» **OBJETIVO DE LA TAREA**: Convierte en una lista JSON de cadenas las líneas del listado desde la que contiene "Each instance receives exactly one keypoint. Tag the van hood" hasta el final del listado, ambos extremos incluidos. Usa una cadena por línea y omite las líneas en blanco.

» **REGISTROS DE ENTRADA**:

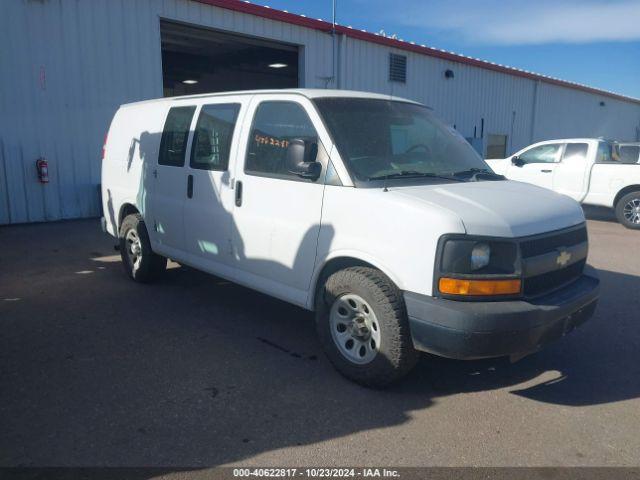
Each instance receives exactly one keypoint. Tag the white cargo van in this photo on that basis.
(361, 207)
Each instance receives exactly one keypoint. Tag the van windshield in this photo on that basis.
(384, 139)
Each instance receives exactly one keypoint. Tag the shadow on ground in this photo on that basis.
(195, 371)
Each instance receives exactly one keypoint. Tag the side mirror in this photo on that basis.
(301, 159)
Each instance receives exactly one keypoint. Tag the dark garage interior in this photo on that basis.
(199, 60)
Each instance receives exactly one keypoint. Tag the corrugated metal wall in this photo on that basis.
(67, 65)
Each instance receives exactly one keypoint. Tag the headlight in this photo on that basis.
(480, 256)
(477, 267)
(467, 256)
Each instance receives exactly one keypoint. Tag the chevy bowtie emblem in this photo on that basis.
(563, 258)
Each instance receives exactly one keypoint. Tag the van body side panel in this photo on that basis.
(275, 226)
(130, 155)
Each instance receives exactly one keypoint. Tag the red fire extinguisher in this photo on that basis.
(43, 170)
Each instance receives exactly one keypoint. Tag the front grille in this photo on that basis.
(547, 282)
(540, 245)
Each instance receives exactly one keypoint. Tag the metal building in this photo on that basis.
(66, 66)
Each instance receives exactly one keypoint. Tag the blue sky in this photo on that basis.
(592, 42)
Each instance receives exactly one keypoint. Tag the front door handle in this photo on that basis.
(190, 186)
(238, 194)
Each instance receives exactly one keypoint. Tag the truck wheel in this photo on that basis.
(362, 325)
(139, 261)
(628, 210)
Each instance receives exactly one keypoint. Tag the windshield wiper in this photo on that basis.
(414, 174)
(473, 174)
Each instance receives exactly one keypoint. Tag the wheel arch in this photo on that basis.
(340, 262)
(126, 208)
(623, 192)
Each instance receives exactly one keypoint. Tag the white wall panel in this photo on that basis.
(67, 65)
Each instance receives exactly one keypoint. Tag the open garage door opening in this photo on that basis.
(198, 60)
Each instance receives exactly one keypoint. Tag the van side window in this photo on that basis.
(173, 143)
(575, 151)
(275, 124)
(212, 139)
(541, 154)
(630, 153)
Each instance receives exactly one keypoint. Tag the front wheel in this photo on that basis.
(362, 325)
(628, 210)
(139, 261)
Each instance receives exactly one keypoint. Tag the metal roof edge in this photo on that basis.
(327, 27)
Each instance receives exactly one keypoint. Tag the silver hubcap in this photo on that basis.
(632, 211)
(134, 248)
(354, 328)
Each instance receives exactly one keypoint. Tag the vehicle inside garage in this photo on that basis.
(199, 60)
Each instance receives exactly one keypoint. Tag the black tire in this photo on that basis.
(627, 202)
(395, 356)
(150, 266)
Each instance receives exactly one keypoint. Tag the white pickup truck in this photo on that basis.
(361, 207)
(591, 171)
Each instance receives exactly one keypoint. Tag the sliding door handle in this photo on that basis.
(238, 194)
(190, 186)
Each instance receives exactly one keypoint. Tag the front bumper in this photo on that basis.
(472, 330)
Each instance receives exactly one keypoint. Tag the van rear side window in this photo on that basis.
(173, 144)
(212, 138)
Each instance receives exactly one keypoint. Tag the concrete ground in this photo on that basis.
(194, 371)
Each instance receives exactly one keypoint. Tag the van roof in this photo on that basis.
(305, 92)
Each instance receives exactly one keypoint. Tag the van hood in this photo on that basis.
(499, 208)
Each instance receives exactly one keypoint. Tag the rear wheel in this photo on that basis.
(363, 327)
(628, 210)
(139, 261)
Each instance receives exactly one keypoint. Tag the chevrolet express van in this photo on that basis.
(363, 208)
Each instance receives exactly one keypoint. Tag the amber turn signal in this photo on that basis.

» **RESPUESTA ESCRITA**:
[
  "Each instance receives exactly one keypoint. Tag the van hood in this photo on that basis.",
  "(499, 208)",
  "Each instance receives exactly one keypoint. Tag the rear wheel in this photo on that basis.",
  "(363, 327)",
  "(628, 210)",
  "(139, 261)",
  "Each instance receives exactly one keypoint. Tag the chevrolet express van in this photo on that basis.",
  "(363, 208)",
  "Each instance receives exactly one keypoint. Tag the amber turn signal in this photo on that basis."
]